[Saved data entries]
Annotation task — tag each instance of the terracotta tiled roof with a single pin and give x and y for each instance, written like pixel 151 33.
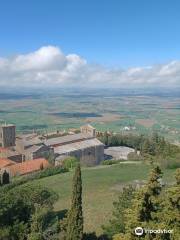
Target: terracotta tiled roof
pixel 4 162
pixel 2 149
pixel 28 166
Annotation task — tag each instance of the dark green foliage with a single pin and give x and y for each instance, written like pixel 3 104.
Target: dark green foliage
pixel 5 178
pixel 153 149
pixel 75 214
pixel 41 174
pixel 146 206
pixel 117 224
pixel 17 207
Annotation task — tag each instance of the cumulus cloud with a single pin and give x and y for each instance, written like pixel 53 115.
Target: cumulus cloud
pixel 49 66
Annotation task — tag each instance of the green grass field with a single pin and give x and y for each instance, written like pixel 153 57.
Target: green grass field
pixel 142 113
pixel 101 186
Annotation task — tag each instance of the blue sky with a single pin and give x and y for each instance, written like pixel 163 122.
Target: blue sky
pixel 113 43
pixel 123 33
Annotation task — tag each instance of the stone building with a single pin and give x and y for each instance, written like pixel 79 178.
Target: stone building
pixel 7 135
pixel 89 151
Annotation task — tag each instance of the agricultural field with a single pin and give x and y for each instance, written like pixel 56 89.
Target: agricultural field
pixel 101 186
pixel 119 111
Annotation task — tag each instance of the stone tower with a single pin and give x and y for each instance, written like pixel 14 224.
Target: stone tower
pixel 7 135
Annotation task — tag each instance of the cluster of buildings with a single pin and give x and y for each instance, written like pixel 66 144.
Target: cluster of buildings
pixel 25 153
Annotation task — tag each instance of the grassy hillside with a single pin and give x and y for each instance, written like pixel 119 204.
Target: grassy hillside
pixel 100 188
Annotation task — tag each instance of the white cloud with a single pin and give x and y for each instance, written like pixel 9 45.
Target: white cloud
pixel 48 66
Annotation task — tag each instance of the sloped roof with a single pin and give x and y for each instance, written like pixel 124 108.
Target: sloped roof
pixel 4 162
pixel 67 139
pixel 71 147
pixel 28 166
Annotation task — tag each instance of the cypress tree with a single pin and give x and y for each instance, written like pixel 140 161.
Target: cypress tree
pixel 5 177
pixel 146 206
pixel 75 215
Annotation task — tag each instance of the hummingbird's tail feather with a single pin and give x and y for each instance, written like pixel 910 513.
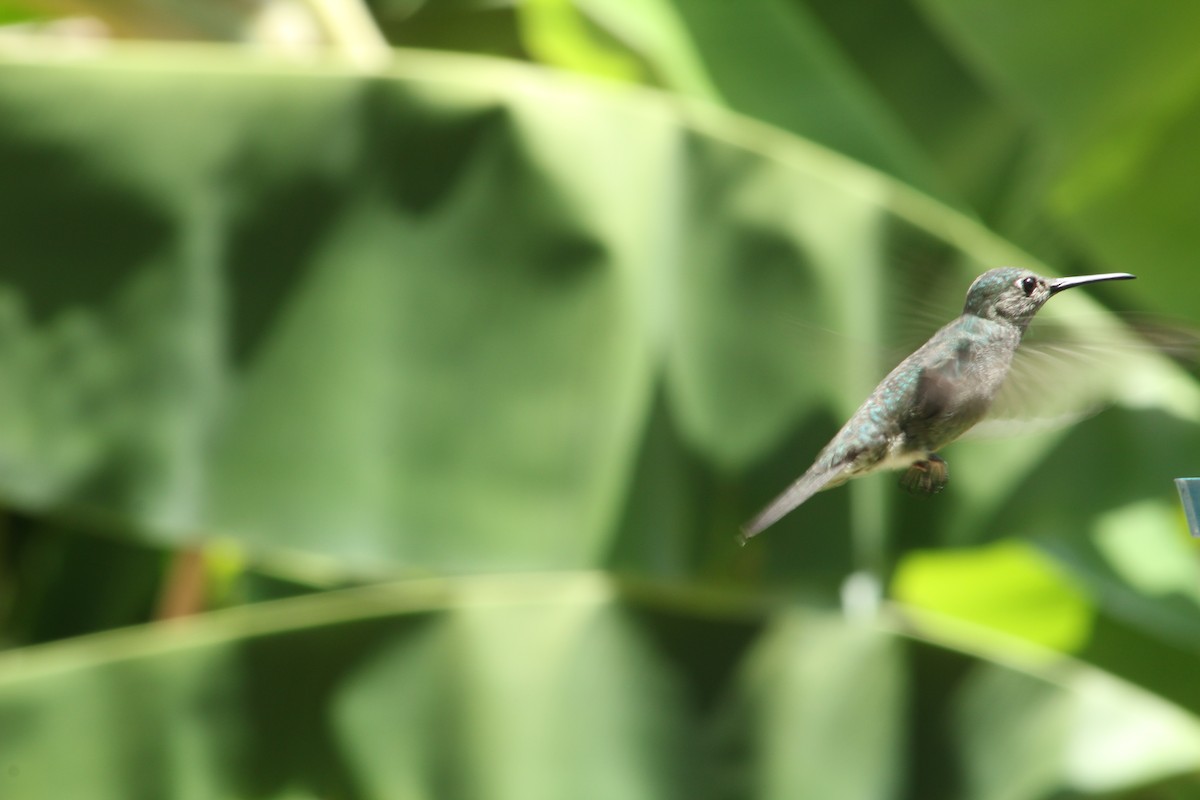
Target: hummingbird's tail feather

**Brief**
Arrange all of the material above as a numbered list with one line per number, skipping blank lines and leaving the pictures out.

**Response**
1. Annotation task — tag each instance of the terracotta tiled roof with a single pin and give x and y for each instance, written like pixel 151 33.
2. Target: terracotta tiled roof
3. pixel 4 162
4. pixel 2 149
5. pixel 28 166
6. Annotation task — tag each instance of the dark green foliage with a single pin and give x and y for each instance, written like pixel 3 104.
7. Target: dark green foliage
8. pixel 5 178
9. pixel 153 149
10. pixel 75 214
11. pixel 41 174
12. pixel 146 206
13. pixel 117 224
14. pixel 17 207
15. Annotation task — tag each instance of the cumulus cloud with a single pin and give x and y for each instance, written like pixel 53 115.
16. Target: cumulus cloud
17. pixel 49 66
18. Annotation task — tag each instance of the green grass field with a single pin and give x and y for each instance, written like pixel 153 57.
19. Target: green grass field
20. pixel 142 113
21. pixel 101 186
22. Annotation task — tag each instance of the blue sky with a single pin and give x and y for each instance, written like pixel 163 122.
23. Target: blue sky
24. pixel 113 43
25. pixel 123 33
26. Annotation task — tag each instance of the stone building with a single pin and give x and y for each instance, written like pixel 79 178.
27. Target: stone building
28. pixel 7 135
29. pixel 89 151
30. Annotation task — tag each instance of the agricultural field with a single pin and give x and y for each instance, written like pixel 56 89.
31. Target: agricultural field
32. pixel 101 186
33. pixel 119 111
34. Annotation task — tag each instance of the stone tower with a single pin and give x and y for each instance, written like pixel 14 224.
35. Target: stone tower
36. pixel 7 135
37. Annotation task — tag each instance of the cluster of buildings with a single pin and give x and y for each instance, written like pixel 66 144.
38. Target: cluster of buildings
39. pixel 25 153
40. Annotation task — tag each instance of the grassy hillside with a single pin and give x and y for each instance, written like pixel 119 204.
41. Target: grassy hillside
42. pixel 100 188
43. Annotation task — tag each instance of the white cloud with a single pin and give x and y for each instance, written like pixel 9 45.
44. Target: white cloud
45. pixel 48 66
46. Annotation task — tag each instance of the sloped roof with a single pin and give x and y for each instance, written like pixel 124 108.
47. Target: sloped roof
48. pixel 4 162
49. pixel 67 139
50. pixel 71 147
51. pixel 28 166
52. Annotation task — tag each instance of the cypress tree with a single pin and give x and y for each instance, written like pixel 140 161.
53. Target: cypress tree
54. pixel 5 177
55. pixel 146 206
56. pixel 75 215
57. Annotation task — tag each instance of the hummingbird's tail feather with a single pin and give x and y for each instance, written like pixel 910 513.
58. Target: hummingbird's tail feather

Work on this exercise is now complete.